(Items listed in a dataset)
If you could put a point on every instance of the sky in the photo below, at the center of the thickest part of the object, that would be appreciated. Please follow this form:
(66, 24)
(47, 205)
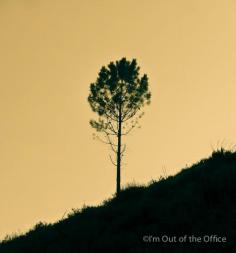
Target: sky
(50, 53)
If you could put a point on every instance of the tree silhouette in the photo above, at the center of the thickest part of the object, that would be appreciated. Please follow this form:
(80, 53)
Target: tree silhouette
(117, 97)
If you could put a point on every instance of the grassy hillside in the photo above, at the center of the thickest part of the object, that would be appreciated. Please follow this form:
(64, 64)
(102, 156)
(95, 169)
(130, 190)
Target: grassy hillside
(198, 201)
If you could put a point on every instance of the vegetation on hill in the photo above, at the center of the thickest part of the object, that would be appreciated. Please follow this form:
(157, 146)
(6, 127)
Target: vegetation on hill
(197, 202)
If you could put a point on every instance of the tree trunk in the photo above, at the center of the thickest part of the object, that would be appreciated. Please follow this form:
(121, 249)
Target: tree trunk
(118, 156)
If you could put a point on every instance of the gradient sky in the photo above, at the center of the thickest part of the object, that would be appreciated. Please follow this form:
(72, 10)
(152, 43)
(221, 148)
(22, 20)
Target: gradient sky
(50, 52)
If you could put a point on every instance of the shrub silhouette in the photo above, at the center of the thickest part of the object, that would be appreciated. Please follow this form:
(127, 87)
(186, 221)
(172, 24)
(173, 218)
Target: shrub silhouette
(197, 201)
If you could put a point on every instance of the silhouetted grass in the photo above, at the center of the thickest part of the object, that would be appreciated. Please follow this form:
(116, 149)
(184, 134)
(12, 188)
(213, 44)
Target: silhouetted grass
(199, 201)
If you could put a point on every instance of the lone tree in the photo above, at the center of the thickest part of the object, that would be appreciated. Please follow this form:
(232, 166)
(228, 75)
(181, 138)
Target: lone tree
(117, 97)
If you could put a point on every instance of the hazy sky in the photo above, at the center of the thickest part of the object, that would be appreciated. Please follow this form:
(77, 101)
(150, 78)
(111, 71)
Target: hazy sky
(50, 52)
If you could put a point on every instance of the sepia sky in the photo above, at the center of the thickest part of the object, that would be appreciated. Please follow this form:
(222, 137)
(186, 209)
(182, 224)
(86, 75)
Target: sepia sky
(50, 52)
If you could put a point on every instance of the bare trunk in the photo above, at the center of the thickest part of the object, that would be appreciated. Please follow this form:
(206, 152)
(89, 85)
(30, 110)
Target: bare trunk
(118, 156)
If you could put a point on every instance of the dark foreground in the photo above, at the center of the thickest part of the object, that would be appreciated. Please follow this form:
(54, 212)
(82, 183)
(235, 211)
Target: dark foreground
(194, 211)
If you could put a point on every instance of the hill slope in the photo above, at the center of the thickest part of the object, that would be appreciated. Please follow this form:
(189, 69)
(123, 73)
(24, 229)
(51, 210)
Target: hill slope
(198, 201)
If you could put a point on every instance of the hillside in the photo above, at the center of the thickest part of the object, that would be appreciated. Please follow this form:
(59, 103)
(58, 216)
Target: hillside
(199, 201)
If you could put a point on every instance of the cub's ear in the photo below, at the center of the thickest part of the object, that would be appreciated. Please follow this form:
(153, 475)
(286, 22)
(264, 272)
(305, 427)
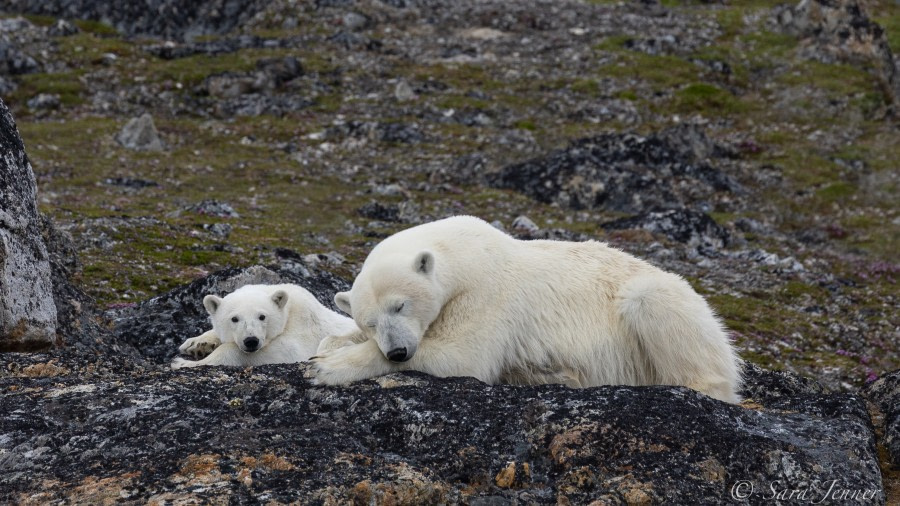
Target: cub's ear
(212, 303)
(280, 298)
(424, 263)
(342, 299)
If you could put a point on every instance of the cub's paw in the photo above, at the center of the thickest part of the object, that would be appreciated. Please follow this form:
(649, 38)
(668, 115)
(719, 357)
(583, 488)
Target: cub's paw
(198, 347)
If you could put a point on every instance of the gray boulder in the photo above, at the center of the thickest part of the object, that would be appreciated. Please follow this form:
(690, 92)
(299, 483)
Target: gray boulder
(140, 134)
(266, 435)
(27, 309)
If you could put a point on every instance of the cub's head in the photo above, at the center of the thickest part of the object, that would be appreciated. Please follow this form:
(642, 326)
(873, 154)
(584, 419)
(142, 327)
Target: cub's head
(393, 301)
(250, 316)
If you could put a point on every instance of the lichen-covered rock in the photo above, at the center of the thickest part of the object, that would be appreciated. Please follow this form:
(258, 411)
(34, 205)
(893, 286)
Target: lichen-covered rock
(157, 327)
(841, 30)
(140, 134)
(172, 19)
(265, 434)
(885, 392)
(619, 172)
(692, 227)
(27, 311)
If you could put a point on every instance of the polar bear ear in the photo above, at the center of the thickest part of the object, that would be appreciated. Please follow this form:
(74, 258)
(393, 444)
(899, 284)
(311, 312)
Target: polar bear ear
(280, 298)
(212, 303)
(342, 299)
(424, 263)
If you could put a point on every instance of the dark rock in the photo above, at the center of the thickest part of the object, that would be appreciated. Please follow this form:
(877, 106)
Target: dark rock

▶ Exercise prompt:
Please give back the data above word for word, with no pictures included.

▶ Solution:
If you could put a point on every instance of the sky in the photo below, at the center of the thickest part of the object, that would be appreciated. Please follow this form:
(66, 24)
(47, 205)
Target: sky
(50, 53)
If you could put a point on every instance of the tree silhouette in the photo above, at the center of the thickest part of the object, that would be appreciated. Please follow this form:
(80, 53)
Target: tree silhouette
(117, 97)
If you could put a point on every instance of the grassy hillside in the photo above, at the center of the thickest part of the object, that would be appreciated. Please follow this form:
(64, 64)
(102, 156)
(95, 169)
(130, 190)
Target: grassy hillside
(198, 201)
If you could put a point on every instance of the vegetation on hill in the photo above, at the center of the thickest part of the object, that would be appreciated. Please follow this form:
(157, 146)
(6, 127)
Target: vegetation on hill
(197, 202)
If you could put a point on every instance of the tree trunk in the photo above, at the center of the thickest part of the object, that would be appreciated. Please follow this form:
(121, 249)
Target: tree trunk
(118, 156)
If you could put a point on every instance of the gradient sky in the photo above, at the center of the thickest part of the object, that would be appreciated. Please follow this form:
(72, 10)
(152, 43)
(221, 148)
(22, 20)
Target: gradient sky
(50, 52)
If you could put a point on every instance of the shrub silhouette in the photo above, at the center of the thickest part of the object, that would be appreciated. Please follow this form:
(127, 87)
(186, 221)
(172, 24)
(173, 218)
Target: shrub silhouette
(197, 201)
If you could put a point on every instance of the silhouetted grass in the photo above, at the center of the thickest part of the object, that would be appreciated. Please follow this form:
(116, 149)
(184, 134)
(12, 188)
(213, 44)
Target: silhouetted grass
(199, 201)
If you could put a point on every instance of the lone tree in the photo above, at the center of the thickest part of the object, that would be appreciated. Please follow this form:
(232, 166)
(228, 75)
(181, 138)
Target: lone tree
(117, 97)
If you could put a point on every instance of the hazy sky in the photo above, at the center of the thickest part of the object, that would be appreciated. Please follow this form:
(77, 101)
(150, 78)
(111, 71)
Target: hazy sky
(50, 52)
If you could put a point on every instance of the sepia sky in the photo above, at the center of the thickest part of the object, that would be appreciated. Please follow this form:
(222, 137)
(186, 209)
(182, 224)
(86, 75)
Target: sepia sky
(50, 52)
If you could put a point on every instance of the bare trunk in the photo above, at the center of the thickest part of the object, that would be appreciated. Please follow this form:
(206, 152)
(89, 85)
(30, 110)
Target: bare trunk
(118, 156)
If you could put a point on every instance of the dark foreground in the photo above, at the center of the thickest part of the object, that would be appreciated. Please follow this form:
(54, 212)
(82, 183)
(235, 211)
Target: dark foreground
(194, 211)
If you could put a point on every instance of the hill slope in the photo above, at the center of the thickest part of the object, that would be appreciated. Please follow this form:
(189, 69)
(123, 73)
(24, 229)
(51, 210)
Target: hill slope
(198, 201)
If you could put a point on every instance of the hillside in the photo above, at the center of the thickest part of the object, that would be appreciated. Please follow this form:
(59, 103)
(58, 216)
Target: hillside
(199, 201)
If you could put a point on every instance of the cub's ear in the photo below, at the center of the thickest part of the object, that would be appreciated. Please follow this form:
(153, 475)
(286, 22)
(264, 272)
(305, 427)
Target: cub's ear
(212, 303)
(280, 298)
(424, 263)
(342, 299)
If you could put a point on every instance of the cub's paw in the photo above, at the center of the thickest part of the object, that would be appreciated. Please follow this form:
(649, 38)
(668, 115)
(719, 357)
(583, 488)
Target: cub's paw
(198, 347)
If you could put a point on every instance of the gray boulder in the photo above, at the center of the thickest part of the object, that would be appreciated. Please follow this form:
(690, 92)
(299, 483)
Target: gray boulder
(140, 134)
(266, 435)
(27, 309)
If you could put a point on every instance of the cub's head in the photo above, at the center of the thickest part of the object, that would be appreciated. Please follow this form:
(642, 326)
(873, 154)
(584, 419)
(142, 327)
Target: cub's head
(393, 301)
(250, 316)
If you could put a point on every instance of the lichen-covered rock in the photo above, at the center of the thickest part of the object, that would be appreciated. Please follow this form:
(258, 411)
(34, 205)
(893, 286)
Target: lichen-covered rock
(157, 327)
(841, 30)
(140, 134)
(172, 19)
(265, 434)
(885, 392)
(619, 172)
(692, 227)
(27, 311)
If you could put a point on every instance of the polar bear ear in the photo above, at the center of the thickest part of the object, that would be appreciated. Please follow this form:
(74, 258)
(393, 444)
(899, 284)
(311, 312)
Target: polar bear ear
(280, 298)
(212, 303)
(342, 299)
(424, 263)
If you could put a point on every instance of the dark rock in the photo above, at the center of the thickest part of the object, that would be appreciated. Please follow this form:
(877, 106)
Target: dark rock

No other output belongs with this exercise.